━━━━━ Data under study
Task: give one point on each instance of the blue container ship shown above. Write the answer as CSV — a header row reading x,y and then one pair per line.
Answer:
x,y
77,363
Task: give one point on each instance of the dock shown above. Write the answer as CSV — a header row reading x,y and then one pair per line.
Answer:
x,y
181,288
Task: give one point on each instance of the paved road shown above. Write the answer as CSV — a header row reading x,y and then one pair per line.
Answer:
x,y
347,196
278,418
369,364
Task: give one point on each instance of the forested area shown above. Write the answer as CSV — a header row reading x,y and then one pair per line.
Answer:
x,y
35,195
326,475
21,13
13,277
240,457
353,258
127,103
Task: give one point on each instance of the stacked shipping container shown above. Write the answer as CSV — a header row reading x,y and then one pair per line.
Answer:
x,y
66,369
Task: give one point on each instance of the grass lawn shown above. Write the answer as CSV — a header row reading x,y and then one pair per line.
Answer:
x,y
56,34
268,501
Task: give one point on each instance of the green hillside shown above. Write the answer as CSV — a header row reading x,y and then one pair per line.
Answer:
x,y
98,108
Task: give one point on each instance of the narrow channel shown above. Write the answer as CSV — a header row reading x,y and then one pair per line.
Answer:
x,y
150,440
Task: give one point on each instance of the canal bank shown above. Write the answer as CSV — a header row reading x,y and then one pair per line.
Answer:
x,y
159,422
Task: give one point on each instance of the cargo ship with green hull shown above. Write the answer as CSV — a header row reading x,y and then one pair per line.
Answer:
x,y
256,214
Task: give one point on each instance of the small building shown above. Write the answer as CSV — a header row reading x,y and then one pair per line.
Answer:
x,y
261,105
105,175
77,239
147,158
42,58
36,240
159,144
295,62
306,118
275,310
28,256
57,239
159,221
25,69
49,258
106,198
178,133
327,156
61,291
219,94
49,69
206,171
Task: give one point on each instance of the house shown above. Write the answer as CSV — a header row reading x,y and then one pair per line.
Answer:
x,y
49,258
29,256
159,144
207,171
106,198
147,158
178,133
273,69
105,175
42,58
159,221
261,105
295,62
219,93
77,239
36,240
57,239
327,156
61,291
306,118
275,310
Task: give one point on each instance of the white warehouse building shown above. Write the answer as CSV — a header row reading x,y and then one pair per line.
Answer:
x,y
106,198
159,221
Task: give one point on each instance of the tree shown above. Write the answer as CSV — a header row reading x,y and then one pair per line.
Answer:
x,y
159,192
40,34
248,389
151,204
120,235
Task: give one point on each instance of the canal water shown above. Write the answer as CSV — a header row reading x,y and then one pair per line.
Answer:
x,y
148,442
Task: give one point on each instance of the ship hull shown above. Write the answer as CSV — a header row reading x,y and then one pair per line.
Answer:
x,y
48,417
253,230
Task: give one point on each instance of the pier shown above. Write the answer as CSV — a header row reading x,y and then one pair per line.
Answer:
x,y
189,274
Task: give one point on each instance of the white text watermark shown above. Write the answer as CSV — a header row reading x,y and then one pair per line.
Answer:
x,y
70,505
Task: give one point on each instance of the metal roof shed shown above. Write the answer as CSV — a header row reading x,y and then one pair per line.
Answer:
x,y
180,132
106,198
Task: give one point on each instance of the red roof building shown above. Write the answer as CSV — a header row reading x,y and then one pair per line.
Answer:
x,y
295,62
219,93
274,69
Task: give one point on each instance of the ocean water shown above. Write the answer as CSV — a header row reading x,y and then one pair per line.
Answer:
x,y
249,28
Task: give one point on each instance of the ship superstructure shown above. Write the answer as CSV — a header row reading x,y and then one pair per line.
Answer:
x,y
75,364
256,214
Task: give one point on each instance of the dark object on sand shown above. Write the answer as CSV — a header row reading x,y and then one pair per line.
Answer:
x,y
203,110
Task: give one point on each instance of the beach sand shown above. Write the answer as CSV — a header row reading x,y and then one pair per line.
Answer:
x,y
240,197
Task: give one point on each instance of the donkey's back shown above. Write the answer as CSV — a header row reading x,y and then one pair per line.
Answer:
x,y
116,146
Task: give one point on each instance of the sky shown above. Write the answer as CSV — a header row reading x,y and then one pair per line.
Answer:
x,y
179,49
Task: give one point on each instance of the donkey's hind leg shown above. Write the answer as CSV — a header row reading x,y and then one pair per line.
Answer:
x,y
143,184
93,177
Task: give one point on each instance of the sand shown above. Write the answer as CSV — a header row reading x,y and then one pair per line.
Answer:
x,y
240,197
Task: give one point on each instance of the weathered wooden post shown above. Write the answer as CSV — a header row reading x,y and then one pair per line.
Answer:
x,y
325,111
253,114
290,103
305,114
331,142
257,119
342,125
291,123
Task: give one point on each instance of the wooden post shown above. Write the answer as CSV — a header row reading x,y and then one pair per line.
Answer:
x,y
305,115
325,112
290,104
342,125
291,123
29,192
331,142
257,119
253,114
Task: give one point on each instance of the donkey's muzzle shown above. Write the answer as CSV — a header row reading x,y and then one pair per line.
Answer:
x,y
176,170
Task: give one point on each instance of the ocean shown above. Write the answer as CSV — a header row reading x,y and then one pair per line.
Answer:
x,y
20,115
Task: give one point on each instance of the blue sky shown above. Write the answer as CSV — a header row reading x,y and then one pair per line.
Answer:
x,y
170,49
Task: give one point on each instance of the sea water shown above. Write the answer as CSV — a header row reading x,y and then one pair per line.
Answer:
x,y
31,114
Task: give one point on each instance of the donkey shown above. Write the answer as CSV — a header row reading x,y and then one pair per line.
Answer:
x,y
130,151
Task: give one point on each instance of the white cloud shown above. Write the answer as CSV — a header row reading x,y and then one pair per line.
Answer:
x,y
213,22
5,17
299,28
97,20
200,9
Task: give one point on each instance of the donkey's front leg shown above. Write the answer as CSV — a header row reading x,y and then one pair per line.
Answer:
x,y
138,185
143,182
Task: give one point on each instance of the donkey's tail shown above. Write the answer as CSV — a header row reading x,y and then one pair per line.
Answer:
━━━━━━━━━━
• **Task requirements**
Taking every line of the records above into account, tally those that contain "container" and give only the total.

• **Response to the task**
2